• What is being asked:
From the records, pick out and copy each line containing "below".

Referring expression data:
=== Begin Enclosure ===
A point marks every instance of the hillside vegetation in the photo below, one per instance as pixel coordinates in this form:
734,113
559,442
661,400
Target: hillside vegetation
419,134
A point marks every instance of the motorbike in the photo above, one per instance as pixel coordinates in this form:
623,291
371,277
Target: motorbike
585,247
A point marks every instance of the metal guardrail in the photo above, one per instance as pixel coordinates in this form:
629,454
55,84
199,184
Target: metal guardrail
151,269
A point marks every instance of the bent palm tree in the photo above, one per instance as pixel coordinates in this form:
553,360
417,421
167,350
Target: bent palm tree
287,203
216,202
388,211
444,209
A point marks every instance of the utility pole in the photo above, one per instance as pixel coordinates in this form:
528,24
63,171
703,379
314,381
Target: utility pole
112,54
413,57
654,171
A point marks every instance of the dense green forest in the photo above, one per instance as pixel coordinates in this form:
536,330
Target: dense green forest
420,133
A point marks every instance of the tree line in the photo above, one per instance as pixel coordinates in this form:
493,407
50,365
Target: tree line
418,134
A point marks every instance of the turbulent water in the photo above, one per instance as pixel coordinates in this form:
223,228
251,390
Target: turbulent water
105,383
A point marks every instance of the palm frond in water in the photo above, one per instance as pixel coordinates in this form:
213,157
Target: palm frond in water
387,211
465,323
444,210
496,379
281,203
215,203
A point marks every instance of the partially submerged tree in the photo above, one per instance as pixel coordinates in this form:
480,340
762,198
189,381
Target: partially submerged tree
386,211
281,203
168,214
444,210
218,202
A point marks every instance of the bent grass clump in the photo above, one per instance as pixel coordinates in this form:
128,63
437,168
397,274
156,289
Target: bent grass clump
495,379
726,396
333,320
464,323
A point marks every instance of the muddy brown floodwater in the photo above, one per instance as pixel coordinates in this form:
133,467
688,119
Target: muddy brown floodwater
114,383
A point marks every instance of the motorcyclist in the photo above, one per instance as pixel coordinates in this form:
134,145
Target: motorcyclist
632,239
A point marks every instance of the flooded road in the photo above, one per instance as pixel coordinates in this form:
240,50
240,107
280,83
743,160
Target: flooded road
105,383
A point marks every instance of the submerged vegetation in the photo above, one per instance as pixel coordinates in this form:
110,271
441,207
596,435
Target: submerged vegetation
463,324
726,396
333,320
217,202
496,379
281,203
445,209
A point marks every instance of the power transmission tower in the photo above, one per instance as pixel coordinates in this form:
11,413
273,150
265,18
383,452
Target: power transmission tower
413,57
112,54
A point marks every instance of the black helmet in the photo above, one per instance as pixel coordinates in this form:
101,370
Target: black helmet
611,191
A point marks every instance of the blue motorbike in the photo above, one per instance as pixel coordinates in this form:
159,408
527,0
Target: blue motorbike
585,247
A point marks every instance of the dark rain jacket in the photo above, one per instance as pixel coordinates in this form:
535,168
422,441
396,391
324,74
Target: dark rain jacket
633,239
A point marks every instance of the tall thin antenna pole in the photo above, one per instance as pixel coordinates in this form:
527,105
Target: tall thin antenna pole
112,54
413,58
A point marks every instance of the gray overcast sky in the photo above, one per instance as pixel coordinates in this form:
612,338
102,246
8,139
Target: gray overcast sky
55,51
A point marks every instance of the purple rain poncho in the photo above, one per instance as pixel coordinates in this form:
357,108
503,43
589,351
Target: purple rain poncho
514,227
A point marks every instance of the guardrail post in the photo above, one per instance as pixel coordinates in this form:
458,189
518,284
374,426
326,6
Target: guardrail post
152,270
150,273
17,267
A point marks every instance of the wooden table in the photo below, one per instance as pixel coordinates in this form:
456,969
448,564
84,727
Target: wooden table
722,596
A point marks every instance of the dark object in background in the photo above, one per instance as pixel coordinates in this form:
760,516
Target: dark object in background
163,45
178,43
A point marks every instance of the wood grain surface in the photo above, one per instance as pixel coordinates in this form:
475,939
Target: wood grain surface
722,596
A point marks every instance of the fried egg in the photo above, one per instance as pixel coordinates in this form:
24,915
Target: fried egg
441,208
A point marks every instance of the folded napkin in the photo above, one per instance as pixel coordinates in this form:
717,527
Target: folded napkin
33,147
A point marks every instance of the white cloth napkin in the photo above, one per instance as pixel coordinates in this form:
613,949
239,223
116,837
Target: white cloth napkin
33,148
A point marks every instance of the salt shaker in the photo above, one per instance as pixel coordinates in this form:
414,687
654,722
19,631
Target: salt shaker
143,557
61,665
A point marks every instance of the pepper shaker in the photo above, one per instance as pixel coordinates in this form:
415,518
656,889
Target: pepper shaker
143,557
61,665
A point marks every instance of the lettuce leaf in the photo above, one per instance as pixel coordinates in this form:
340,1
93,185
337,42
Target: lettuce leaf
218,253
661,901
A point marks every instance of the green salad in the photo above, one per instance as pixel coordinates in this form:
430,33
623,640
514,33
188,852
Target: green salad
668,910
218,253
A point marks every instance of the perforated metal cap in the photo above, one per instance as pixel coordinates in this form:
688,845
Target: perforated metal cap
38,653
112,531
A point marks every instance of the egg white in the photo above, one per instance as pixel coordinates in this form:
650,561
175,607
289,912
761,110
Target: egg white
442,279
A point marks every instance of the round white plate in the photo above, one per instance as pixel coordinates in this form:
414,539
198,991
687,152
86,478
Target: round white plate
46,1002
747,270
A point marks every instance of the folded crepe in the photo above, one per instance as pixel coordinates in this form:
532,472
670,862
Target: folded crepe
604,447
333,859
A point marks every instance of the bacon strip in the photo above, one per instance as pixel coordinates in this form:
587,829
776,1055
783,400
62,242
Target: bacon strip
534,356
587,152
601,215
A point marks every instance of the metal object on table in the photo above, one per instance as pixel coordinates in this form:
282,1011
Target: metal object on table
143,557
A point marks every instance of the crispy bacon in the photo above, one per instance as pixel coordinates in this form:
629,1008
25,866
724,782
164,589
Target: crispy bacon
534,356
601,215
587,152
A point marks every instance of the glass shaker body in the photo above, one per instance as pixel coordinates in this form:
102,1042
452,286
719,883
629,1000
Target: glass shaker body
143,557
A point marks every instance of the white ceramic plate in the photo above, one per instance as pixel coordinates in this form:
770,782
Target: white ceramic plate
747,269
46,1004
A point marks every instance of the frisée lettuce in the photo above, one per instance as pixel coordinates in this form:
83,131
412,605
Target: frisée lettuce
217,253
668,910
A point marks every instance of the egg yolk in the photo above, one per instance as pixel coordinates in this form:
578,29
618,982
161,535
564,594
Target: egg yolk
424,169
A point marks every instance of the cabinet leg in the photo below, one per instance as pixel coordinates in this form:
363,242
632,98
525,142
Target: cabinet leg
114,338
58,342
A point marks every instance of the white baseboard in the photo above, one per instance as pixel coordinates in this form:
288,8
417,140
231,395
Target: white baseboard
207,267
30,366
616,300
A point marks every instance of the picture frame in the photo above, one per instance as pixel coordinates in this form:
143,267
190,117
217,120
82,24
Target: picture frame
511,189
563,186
=== End Enclosure ===
• Result of this task:
A point marks every instance of the hillside vegetation in the photo below, one per instance as pixel coordinates in this form:
A point marks every instance of the wooden table in the photo below, one per instance as pixel coordinates in this form:
A point marks every instance of the cabinet leg in the photo below, one per instance as pixel coordinates in this form:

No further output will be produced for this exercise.